### Task to complete
Quote the listing word for word, starting at its first line and ending at the line containing "Provide the mask of the bay".

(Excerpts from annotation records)
+-------+

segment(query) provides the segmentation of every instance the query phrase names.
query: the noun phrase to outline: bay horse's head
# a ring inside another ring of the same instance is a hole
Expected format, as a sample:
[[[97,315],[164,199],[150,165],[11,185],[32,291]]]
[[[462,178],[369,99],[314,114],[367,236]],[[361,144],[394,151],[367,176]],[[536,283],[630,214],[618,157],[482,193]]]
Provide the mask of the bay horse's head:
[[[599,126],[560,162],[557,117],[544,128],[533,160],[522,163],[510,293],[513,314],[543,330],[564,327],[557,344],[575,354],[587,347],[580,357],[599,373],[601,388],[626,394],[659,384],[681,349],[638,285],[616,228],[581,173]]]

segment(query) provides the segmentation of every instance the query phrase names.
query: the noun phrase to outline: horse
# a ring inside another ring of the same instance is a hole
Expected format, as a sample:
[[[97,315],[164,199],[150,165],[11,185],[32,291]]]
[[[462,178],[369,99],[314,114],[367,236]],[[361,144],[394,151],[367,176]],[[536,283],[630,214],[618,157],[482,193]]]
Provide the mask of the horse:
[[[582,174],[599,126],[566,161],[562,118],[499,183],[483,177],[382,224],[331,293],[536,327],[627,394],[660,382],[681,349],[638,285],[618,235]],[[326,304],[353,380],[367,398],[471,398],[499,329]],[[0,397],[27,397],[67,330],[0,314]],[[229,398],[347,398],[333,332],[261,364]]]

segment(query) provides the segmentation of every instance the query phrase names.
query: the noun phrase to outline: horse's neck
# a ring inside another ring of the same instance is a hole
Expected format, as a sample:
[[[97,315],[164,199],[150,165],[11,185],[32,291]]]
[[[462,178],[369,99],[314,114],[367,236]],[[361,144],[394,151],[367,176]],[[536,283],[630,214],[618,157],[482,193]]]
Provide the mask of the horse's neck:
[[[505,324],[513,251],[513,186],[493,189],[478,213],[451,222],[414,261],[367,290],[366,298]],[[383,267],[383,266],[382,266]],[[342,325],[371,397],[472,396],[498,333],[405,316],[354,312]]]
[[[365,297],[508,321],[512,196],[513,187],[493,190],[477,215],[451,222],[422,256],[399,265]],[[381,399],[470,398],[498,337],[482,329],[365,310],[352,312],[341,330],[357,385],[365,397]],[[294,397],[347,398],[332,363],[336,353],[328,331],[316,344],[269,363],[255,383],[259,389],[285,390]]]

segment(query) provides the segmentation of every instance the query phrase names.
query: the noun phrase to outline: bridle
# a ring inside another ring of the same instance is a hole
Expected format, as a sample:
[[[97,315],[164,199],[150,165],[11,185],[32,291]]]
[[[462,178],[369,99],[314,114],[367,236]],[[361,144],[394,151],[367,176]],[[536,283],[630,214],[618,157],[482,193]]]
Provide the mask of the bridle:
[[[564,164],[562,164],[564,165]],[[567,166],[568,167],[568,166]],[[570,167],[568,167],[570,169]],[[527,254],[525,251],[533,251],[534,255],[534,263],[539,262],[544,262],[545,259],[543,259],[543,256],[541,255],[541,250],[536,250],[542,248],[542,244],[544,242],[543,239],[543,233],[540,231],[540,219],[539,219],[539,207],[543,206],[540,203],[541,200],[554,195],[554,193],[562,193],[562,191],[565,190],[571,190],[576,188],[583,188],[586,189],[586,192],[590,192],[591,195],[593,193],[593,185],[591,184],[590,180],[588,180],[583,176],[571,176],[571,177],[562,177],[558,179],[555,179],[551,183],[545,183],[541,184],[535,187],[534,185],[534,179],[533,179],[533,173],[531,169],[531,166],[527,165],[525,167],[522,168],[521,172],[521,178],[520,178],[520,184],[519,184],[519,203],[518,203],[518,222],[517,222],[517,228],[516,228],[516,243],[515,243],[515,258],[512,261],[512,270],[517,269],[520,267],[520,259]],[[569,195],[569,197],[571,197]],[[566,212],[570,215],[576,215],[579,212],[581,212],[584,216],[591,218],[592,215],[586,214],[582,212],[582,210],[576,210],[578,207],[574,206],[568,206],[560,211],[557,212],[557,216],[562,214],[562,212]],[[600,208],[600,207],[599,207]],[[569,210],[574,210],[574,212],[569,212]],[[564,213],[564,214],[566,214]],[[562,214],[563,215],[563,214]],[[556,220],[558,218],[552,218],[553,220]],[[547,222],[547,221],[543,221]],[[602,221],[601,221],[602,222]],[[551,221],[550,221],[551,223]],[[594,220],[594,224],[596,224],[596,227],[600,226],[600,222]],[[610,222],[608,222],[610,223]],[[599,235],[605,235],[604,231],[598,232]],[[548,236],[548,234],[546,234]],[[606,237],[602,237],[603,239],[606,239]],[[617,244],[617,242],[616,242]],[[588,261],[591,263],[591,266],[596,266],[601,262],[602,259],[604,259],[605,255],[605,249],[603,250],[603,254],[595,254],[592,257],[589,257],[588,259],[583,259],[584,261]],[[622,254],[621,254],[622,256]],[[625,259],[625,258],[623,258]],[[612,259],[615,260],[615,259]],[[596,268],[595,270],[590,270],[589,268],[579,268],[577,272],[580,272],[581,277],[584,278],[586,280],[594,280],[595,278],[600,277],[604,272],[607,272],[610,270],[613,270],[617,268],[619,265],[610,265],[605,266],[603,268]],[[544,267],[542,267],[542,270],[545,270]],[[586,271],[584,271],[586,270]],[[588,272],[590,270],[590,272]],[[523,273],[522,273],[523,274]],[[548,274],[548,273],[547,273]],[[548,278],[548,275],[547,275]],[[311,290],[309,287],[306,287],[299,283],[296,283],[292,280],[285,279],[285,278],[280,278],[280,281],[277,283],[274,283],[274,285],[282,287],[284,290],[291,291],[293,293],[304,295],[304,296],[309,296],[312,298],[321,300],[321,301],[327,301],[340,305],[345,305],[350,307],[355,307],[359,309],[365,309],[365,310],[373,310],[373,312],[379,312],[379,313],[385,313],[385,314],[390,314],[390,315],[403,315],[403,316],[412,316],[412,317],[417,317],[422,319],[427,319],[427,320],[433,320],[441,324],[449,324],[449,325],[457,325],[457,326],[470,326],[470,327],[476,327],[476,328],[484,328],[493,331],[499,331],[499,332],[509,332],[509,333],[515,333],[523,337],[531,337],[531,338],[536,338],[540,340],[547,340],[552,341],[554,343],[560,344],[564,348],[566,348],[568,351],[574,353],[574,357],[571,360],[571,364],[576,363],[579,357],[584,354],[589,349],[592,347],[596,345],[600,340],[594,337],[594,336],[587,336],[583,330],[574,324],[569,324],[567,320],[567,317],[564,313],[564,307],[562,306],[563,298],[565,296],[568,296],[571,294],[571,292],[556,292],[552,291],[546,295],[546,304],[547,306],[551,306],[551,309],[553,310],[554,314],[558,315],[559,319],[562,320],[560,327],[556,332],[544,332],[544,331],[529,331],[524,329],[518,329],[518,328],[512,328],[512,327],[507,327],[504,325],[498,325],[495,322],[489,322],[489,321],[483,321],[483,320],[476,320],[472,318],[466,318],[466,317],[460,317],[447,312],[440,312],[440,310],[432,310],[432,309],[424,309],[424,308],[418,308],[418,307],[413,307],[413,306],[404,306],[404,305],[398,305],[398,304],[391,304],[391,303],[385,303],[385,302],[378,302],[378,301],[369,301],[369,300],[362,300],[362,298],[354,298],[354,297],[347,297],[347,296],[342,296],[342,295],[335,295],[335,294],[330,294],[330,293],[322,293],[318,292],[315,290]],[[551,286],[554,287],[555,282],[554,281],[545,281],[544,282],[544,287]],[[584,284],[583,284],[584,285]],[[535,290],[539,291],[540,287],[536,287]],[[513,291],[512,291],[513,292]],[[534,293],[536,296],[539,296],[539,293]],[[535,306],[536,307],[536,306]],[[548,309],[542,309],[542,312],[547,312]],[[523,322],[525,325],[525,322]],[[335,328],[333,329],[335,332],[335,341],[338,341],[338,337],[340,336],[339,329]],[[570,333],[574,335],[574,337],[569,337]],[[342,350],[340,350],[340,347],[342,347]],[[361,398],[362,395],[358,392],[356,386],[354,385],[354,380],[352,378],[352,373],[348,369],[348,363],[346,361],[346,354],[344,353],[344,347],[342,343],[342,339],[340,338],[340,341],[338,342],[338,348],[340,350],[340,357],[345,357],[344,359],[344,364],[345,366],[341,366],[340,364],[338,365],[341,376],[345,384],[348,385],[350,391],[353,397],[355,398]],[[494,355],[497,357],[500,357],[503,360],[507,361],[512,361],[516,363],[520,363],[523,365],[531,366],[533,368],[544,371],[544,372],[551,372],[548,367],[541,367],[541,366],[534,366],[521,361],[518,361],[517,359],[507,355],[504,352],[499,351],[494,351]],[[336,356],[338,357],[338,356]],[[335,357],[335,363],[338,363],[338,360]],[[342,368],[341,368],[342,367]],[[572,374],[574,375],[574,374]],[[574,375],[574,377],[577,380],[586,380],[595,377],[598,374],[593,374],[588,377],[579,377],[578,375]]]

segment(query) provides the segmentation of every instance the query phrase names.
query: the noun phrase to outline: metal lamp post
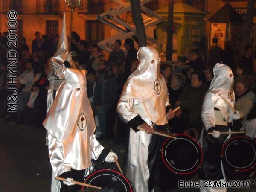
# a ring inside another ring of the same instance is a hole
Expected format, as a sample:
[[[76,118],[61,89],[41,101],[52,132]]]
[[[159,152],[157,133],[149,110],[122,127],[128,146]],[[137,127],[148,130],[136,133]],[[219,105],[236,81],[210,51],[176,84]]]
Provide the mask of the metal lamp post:
[[[71,9],[69,47],[69,52],[70,52],[71,48],[71,33],[72,32],[72,23],[73,22],[73,13],[74,13],[74,9],[75,8],[80,7],[81,6],[81,0],[65,0],[65,5],[68,6]]]

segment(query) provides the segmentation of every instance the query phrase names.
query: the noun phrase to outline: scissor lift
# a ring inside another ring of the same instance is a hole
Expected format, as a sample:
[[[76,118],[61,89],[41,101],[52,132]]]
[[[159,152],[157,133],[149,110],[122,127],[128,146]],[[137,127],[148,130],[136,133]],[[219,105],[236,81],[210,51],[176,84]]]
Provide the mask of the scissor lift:
[[[136,29],[135,26],[131,26],[122,19],[119,16],[125,12],[131,11],[130,2],[124,3],[121,0],[112,0],[119,6],[111,8],[106,12],[98,15],[97,17],[97,20],[119,32],[119,33],[103,40],[98,44],[101,49],[109,52],[112,51],[113,49],[111,47],[116,39],[120,39],[122,41],[136,35]],[[142,14],[145,29],[163,20],[163,17],[143,5],[151,0],[141,0],[140,1],[141,10],[148,15],[152,16],[152,18],[149,17],[144,14]],[[152,44],[153,47],[157,46],[160,48],[163,47],[162,43],[154,38],[148,35],[147,35],[146,38],[147,43],[149,44]]]

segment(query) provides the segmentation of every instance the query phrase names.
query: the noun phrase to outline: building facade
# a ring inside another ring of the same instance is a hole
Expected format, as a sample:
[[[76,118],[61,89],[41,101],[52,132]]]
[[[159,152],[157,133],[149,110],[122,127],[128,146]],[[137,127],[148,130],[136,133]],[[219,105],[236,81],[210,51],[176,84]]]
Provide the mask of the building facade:
[[[127,0],[122,0],[127,2]],[[203,49],[207,52],[209,45],[210,22],[208,20],[227,2],[235,10],[245,16],[247,3],[246,0],[174,0],[174,3],[186,3],[206,13],[203,19],[204,29],[201,43]],[[150,9],[156,11],[168,6],[169,1],[152,0],[145,4]],[[76,32],[82,39],[86,39],[90,44],[97,43],[111,37],[116,32],[111,27],[96,20],[97,15],[118,5],[112,0],[81,0],[81,6],[76,9],[73,14],[72,30]],[[70,9],[65,6],[65,0],[2,0],[0,1],[0,32],[7,31],[8,18],[7,13],[10,10],[15,10],[18,14],[17,35],[19,38],[23,36],[30,47],[35,38],[36,31],[41,35],[59,34],[63,14],[66,12],[67,26],[69,29]],[[131,12],[120,15],[126,23],[132,23]],[[251,42],[255,44],[256,35],[256,17],[254,23]]]

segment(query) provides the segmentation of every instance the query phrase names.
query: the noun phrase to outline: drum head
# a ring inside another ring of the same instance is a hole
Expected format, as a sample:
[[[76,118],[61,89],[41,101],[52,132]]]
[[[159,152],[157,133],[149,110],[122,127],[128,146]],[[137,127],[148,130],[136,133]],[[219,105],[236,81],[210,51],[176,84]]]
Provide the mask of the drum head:
[[[203,161],[201,145],[194,138],[176,134],[169,138],[162,148],[162,157],[167,167],[175,174],[190,174],[197,170]]]
[[[84,187],[88,192],[132,192],[132,185],[123,175],[113,170],[102,169],[85,178],[86,184],[99,186],[101,190]]]
[[[255,145],[247,137],[235,137],[227,140],[223,145],[221,155],[224,161],[238,171],[252,169],[256,163]]]

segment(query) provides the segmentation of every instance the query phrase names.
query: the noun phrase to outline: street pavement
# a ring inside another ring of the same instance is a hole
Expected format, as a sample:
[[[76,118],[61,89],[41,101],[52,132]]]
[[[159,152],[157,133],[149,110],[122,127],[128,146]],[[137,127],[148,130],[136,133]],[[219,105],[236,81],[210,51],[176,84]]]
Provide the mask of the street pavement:
[[[16,126],[0,119],[0,192],[49,192],[51,167],[46,131],[32,126]],[[113,149],[119,157],[123,170],[126,145],[100,141],[107,149]],[[101,168],[117,169],[113,163],[106,163]],[[192,180],[198,181],[198,175]],[[249,188],[228,188],[227,192],[256,192],[256,177]],[[160,192],[157,188],[155,192]],[[169,192],[199,192],[198,188],[177,188]]]

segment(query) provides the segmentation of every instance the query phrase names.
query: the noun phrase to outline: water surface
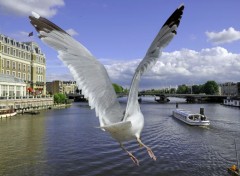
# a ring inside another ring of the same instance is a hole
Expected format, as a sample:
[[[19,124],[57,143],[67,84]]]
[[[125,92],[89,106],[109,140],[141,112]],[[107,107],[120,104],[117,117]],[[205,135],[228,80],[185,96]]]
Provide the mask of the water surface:
[[[125,101],[122,103],[126,106]],[[205,109],[209,127],[188,126],[171,117],[174,103],[143,101],[142,141],[152,148],[153,161],[136,141],[125,144],[140,166],[99,126],[86,103],[70,108],[18,115],[0,120],[0,175],[226,175],[236,162],[234,138],[240,151],[240,109],[219,104],[179,104]]]

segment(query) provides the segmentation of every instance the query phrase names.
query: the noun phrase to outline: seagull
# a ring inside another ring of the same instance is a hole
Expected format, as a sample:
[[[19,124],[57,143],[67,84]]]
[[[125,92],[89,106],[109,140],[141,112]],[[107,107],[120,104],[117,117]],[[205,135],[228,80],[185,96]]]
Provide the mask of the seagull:
[[[136,165],[139,165],[138,159],[124,147],[123,142],[135,139],[140,146],[146,148],[150,158],[157,159],[151,148],[141,141],[144,116],[138,103],[140,78],[155,65],[162,49],[177,34],[183,10],[182,4],[167,19],[136,68],[125,110],[117,99],[105,67],[85,46],[36,12],[29,16],[39,38],[58,52],[58,58],[69,68],[78,87],[82,89],[82,94],[88,99],[89,106],[95,109],[100,128],[119,142],[120,147]]]

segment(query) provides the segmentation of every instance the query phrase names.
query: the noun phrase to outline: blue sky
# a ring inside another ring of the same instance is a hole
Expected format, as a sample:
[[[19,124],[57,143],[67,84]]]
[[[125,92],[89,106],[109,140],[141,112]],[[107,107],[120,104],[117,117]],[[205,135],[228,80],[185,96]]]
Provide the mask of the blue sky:
[[[113,82],[128,87],[155,35],[182,3],[178,34],[144,75],[141,89],[240,81],[239,0],[0,0],[0,33],[40,45],[47,81],[72,79],[57,52],[37,38],[28,19],[35,11],[85,45]]]

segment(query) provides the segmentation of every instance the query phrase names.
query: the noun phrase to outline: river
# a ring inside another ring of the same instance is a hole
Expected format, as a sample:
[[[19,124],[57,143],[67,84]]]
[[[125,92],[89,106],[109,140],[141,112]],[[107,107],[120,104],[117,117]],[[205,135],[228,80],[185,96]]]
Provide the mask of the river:
[[[179,108],[199,112],[209,127],[188,126],[171,117],[172,103],[143,100],[142,141],[157,157],[153,161],[136,141],[125,144],[140,161],[131,159],[99,126],[87,103],[67,109],[41,111],[0,120],[1,176],[227,176],[236,163],[234,139],[240,151],[240,109],[220,104],[186,104]],[[124,100],[122,105],[126,106]]]

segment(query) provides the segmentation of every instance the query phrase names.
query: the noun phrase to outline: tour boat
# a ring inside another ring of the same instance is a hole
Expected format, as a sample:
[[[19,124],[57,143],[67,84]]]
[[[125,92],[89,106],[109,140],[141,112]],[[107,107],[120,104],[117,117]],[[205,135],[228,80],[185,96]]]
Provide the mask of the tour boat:
[[[17,112],[13,109],[0,109],[0,118],[15,116]]]
[[[188,125],[207,126],[210,121],[202,114],[192,113],[184,109],[176,109],[173,111],[173,117],[185,122]]]

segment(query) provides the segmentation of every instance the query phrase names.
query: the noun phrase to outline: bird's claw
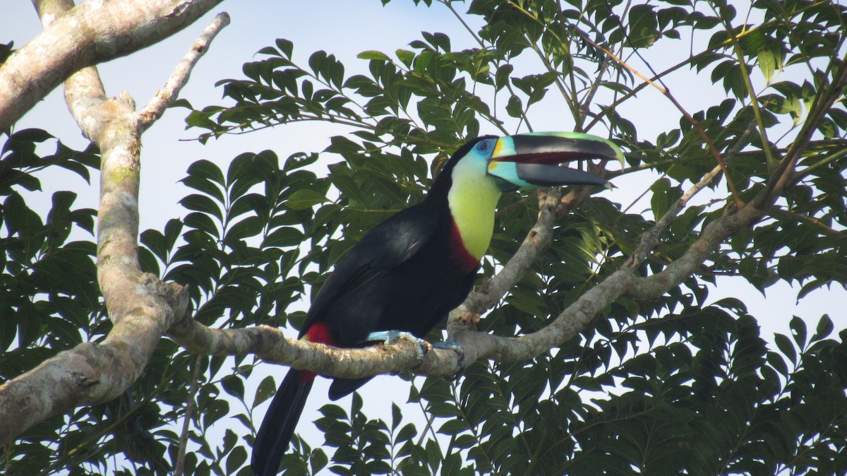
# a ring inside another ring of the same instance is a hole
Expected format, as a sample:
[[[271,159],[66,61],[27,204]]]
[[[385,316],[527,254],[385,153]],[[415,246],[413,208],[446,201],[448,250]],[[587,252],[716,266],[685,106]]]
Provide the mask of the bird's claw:
[[[429,351],[429,349],[433,347],[431,344],[418,337],[417,335],[412,334],[411,332],[406,332],[405,330],[382,330],[379,332],[371,332],[368,335],[366,340],[382,340],[386,346],[390,346],[397,340],[408,340],[415,345],[415,350],[418,355],[418,365],[415,367],[419,367],[424,363],[424,356]]]
[[[462,344],[453,340],[442,340],[433,344],[432,348],[446,349],[459,354],[459,370],[452,377],[450,377],[451,380],[458,379],[459,376],[465,373],[465,369],[468,368],[468,360],[465,358],[465,348],[462,346]]]

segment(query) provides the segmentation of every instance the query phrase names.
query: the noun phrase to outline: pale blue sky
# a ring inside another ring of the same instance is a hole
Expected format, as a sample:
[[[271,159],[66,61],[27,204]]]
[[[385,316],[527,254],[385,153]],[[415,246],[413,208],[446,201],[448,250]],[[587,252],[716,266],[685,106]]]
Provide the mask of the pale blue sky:
[[[19,47],[37,34],[41,29],[40,23],[30,2],[4,0],[3,3],[5,15],[0,18],[0,41],[14,40],[16,47]],[[163,85],[173,66],[213,15],[224,10],[230,13],[232,24],[212,44],[210,51],[200,60],[191,81],[183,90],[182,97],[197,108],[220,103],[221,91],[214,87],[214,83],[224,78],[241,77],[241,64],[251,61],[255,52],[272,45],[278,37],[292,40],[295,56],[302,62],[312,52],[318,49],[335,53],[345,63],[348,75],[363,71],[367,67],[366,62],[356,59],[359,52],[379,49],[390,54],[396,48],[407,47],[409,42],[418,39],[421,30],[446,33],[452,38],[454,47],[475,46],[465,34],[462,25],[441,5],[416,8],[410,0],[395,0],[386,7],[383,7],[379,0],[224,2],[213,13],[165,42],[128,58],[101,65],[99,69],[107,93],[114,96],[121,90],[126,90],[141,108]],[[472,18],[471,21],[477,21],[476,19]],[[650,55],[650,61],[657,70],[662,69],[684,58],[688,46],[688,43],[681,42],[678,51]],[[723,97],[722,88],[712,86],[707,74],[696,77],[689,71],[680,71],[667,83],[690,112],[700,110],[706,104],[715,103],[715,97]],[[629,108],[622,110],[629,114],[644,136],[655,137],[656,132],[677,125],[678,114],[657,92],[648,88],[639,97],[639,101],[627,105]],[[569,125],[562,119],[565,116],[556,111],[555,102],[551,102],[549,108],[545,110],[548,111],[545,116],[538,117],[536,130],[567,130]],[[185,190],[177,181],[196,160],[211,159],[225,168],[227,162],[238,153],[263,149],[272,149],[284,158],[298,151],[319,152],[328,145],[329,137],[345,133],[345,129],[337,125],[314,123],[290,125],[210,141],[206,146],[201,146],[196,141],[179,141],[197,136],[195,130],[184,130],[185,112],[185,109],[182,108],[169,110],[144,135],[141,230],[161,228],[168,219],[185,213],[177,202],[185,195]],[[46,129],[74,147],[82,148],[86,145],[86,141],[67,112],[59,90],[38,104],[17,125],[18,129],[25,127]],[[483,132],[494,131],[484,130]],[[602,134],[602,131],[596,133]],[[611,199],[622,202],[624,205],[628,205],[629,201],[643,192],[652,181],[647,175],[625,179],[625,181],[616,181],[618,189],[604,192]],[[96,208],[96,182],[89,186],[80,179],[62,178],[44,180],[42,183],[47,191],[42,198],[45,204],[49,203],[52,191],[74,187],[88,191],[80,194],[78,205]],[[699,198],[698,202],[706,199]],[[633,210],[639,211],[648,206],[649,203],[639,204]],[[847,328],[847,313],[844,306],[844,302],[847,302],[847,293],[838,286],[832,291],[819,291],[797,305],[794,302],[796,292],[785,285],[772,287],[765,299],[742,280],[722,278],[717,290],[712,293],[711,300],[717,300],[720,296],[742,298],[750,307],[751,313],[760,319],[766,338],[770,338],[773,332],[788,333],[787,323],[794,314],[803,317],[810,326],[814,326],[822,313],[829,313],[836,328]],[[286,370],[271,365],[263,367],[267,373],[274,373],[280,378]],[[263,372],[258,374],[263,374]],[[259,378],[252,379],[254,384],[260,379],[258,374]],[[323,439],[309,420],[317,418],[317,408],[327,402],[325,382],[321,380],[315,385],[298,427],[299,432],[313,446],[319,446]],[[363,392],[368,402],[366,412],[371,417],[381,415],[389,420],[388,394],[396,395],[396,400],[401,403],[406,401],[408,388],[395,377],[380,377],[366,385]],[[340,404],[349,407],[346,400],[341,401]],[[410,416],[420,415],[417,407],[407,407],[406,412]],[[224,424],[219,423],[218,426]],[[239,434],[242,433],[239,423],[232,422],[231,427]]]

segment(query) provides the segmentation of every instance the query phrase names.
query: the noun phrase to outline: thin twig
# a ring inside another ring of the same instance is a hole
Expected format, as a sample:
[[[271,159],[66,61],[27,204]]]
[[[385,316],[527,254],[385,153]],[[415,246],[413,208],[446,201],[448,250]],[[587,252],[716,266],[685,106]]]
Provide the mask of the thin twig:
[[[197,400],[194,398],[200,388],[200,369],[205,357],[198,355],[194,359],[194,374],[191,376],[191,385],[188,389],[188,396],[185,397],[185,418],[182,422],[182,433],[180,434],[180,446],[176,453],[176,465],[174,468],[174,476],[182,476],[185,470],[185,447],[188,446],[188,429],[191,424],[191,418],[194,417],[194,410],[197,407]]]
[[[157,119],[162,117],[164,110],[174,103],[180,97],[180,91],[188,82],[191,70],[200,60],[201,57],[208,51],[209,44],[214,37],[218,36],[222,29],[230,25],[230,15],[226,12],[218,14],[212,23],[203,30],[203,32],[194,41],[188,53],[182,58],[180,64],[176,65],[168,82],[164,86],[156,91],[156,95],[147,102],[147,105],[139,113],[141,129],[147,129]]]

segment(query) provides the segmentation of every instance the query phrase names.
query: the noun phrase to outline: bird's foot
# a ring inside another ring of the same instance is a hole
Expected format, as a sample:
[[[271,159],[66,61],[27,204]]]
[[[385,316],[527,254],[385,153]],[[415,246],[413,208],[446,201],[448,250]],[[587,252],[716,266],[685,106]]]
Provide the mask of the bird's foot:
[[[408,340],[415,345],[415,349],[418,351],[418,366],[424,363],[424,356],[425,356],[426,353],[429,351],[429,348],[433,346],[424,339],[418,337],[411,332],[406,332],[405,330],[382,330],[379,332],[371,332],[368,335],[368,337],[365,340],[368,341],[382,340],[388,346],[394,344],[397,340]]]
[[[459,355],[459,370],[450,378],[451,380],[458,379],[459,376],[465,373],[465,369],[468,367],[468,361],[465,359],[465,348],[462,346],[462,344],[458,342],[454,342],[452,340],[442,340],[440,342],[435,342],[432,345],[434,349],[446,349],[448,351],[453,351]]]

+-------+

### Answer below
segment(query) provides the segmentation of every instance the query phrase names.
query: the noun phrase to outline: bay horse's head
# a ring inside another ring of the same instance is a hole
Expected format, as a sample:
[[[97,315],[164,199],[150,165],[11,185],[32,291]]]
[[[462,178],[369,99],[314,114],[367,236]],[[361,144],[394,151],[367,176]],[[536,283],[630,214],[618,157],[482,193]]]
Provide the mask of the bay horse's head:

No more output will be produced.